Document passage: Begin
Telekom Malaysia (TM)’s 1Q16 results came in within expectations with no dividend announced as anticipated. Post-results review, we raised our FY16E/FY17E earnings by 0.6%/0.3%, after some fine-tuning. Raise stock rating to OUTPERFORM with a higher target price of RM7.20 (from RM6.92, previously) after rolling over valuation base year to FY17E. Our TP is based on targeted FY17E EV/forward EBITDA of 7.8x, representing an unchanged +1.0x SD above its 4-year mean.
In-line. 1Q16 core PATAMI of RM195m (9.6% YoY) came in within expectations at 21.8% of both our and the market consensus’ full-year estimates. Note that, the normalized PATAMI was derived after adding unrealized forex loss of RM27.8m arising from international trade settlement but stripping off RM50.3m fair value changes in its Webe (previously known as P1) investment and unrealized forex gain of RM104.5m in long-term loans. The latest quarter results are well within the historical 1Q contribution of 19.2%- 22.6% range of full-year results for the past five years. Webe has contributed RM51.9m turnover to TM in 1Q16 but continued to suffer a loss with RM124m at the EBIT level. Stripping off P1 contribution, 1Q16 turnover would have grown 3.6% YoY (to RM2.8b) with 13.5% YoY increase (to RM333m) at the EBIT level.
No dividend was announced during the quarter. For the full financial year, we expect TM to declare 21.7 sen, translated into a dividend yield of 3.3%. YoY, 1Q16 revenue climbed by 3% to RM2.86b, driven by the higher segmental contribution from Data (+1% to RM636m), Internet (+8% to RM894m) and other revenue, which comprises other telco and non-telcorelated services (+3% to RM476m). Its Voice revenue segment, meanwhile, declined marginally to RM849m (-1%) due to lower voice revenue at mass market and managed accounts. Reported EBIT was enhanced by 15% to RM280m due to better cost management, where total cost to revenue was lowered to 90.3% vs. 91.3% a year ago.
Document passage: End
Information provided: Begin
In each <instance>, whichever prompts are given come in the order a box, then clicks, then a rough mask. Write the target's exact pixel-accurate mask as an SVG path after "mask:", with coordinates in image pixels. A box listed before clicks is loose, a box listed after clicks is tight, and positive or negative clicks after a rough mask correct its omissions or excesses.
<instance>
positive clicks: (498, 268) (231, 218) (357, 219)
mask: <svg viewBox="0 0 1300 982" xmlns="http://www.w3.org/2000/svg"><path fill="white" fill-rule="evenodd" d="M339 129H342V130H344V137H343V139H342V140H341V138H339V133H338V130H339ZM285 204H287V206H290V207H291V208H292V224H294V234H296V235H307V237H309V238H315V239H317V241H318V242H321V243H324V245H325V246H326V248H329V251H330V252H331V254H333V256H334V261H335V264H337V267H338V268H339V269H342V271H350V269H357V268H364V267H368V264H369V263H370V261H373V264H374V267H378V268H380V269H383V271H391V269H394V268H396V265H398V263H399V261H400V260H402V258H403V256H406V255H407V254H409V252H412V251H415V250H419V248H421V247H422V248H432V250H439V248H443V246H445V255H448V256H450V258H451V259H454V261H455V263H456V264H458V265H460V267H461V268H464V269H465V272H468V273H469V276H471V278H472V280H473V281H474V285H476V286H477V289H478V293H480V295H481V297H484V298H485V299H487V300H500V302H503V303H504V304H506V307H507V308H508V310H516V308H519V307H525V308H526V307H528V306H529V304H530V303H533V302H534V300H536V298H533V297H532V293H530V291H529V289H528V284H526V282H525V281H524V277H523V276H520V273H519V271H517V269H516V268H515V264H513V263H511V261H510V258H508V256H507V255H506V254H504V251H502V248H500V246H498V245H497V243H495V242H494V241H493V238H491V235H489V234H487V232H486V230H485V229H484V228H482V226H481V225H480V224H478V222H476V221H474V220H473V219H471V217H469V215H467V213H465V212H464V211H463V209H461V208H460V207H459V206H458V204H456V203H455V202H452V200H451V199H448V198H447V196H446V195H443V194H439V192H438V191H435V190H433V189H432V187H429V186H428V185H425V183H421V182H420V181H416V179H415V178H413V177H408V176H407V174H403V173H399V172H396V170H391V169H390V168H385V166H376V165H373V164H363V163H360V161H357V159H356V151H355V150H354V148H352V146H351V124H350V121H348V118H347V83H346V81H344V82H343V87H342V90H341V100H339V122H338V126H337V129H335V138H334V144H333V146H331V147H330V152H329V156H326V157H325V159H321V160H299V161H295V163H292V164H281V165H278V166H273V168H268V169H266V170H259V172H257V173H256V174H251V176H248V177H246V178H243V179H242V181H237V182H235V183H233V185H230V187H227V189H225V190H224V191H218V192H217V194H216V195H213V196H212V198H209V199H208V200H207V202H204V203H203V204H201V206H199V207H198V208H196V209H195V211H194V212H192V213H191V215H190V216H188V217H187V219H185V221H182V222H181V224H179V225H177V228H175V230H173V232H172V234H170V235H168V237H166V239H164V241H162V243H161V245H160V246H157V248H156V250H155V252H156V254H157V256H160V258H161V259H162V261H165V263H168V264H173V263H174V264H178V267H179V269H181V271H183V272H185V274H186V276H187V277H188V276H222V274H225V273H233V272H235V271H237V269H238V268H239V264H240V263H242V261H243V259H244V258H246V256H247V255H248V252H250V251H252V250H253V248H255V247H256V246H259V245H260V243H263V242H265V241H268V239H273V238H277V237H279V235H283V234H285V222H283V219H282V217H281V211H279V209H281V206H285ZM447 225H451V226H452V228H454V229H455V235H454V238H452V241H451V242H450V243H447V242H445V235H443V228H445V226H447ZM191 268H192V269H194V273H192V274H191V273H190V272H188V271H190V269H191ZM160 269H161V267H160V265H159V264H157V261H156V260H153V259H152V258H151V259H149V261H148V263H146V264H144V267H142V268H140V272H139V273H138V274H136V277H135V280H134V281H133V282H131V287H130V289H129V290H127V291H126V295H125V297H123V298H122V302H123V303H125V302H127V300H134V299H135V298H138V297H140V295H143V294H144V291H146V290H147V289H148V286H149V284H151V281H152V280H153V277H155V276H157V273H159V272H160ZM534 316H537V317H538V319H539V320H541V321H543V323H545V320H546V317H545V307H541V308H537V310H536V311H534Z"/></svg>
Information provided: End
_Job 1_:
In the Telekom Malaysia results report, what 1Q16 revenue did the Internet segment record, and by how much did it change year on year?
_Job 2_:
Using the Telekom Malaysia results report, decide whether each statement agrees with it. Answer yes or no, and quote the words that decide it.
(a) The target price was raised to RM7.20 from RM6.92.
(b) TM announced a dividend during 1Q16.
(c) Voice revenue rose in 1Q16.
_Job 3_:
Continue the Telekom Malaysia results report from the point where it stops.

_Exercise response 1_:
RM894m, up 8% year on year.

_Exercise response 2_:
(a) Yes: "a higher target price of RM7.20 (from RM6.92, previously)"
(b) No: "No dividend was announced during the quarter."
(c) No: "Its Voice revenue segment, meanwhile, declined marginally to RM849m (-1%)"

_Exercise response 3_:
QoQ, 1Q16 turnover dipped by 10%, primarily due to lower contribution from all services except the Internet division (4% to RM894m) due to higher Unifi revenue as a result of larger customer base. Its core PATAMI, meanwhile, deteriorated by 25% to RM195m, in view of the absence of MESRA programmes, which boosted the group’s 4Q15 core PATAMI by RM58.8m. Unifi subscribers grew by 1% QoQ (or 38k net adds) to 877k at the end of 1Q16, representing a take-up rate of c.44%. Its blended ARPU, meanwhile, improved to RM192 (4Q15: RM190). Streamyx’s subscribership, on the other hand, saw net adds lowering by 14k to 1.509m with a stable ARPU of RM89. As at 1Q16, 59%/53% of TM’s 2.36m total broadband customers were subscribed to 4Mbps/10Mbps and higher packages.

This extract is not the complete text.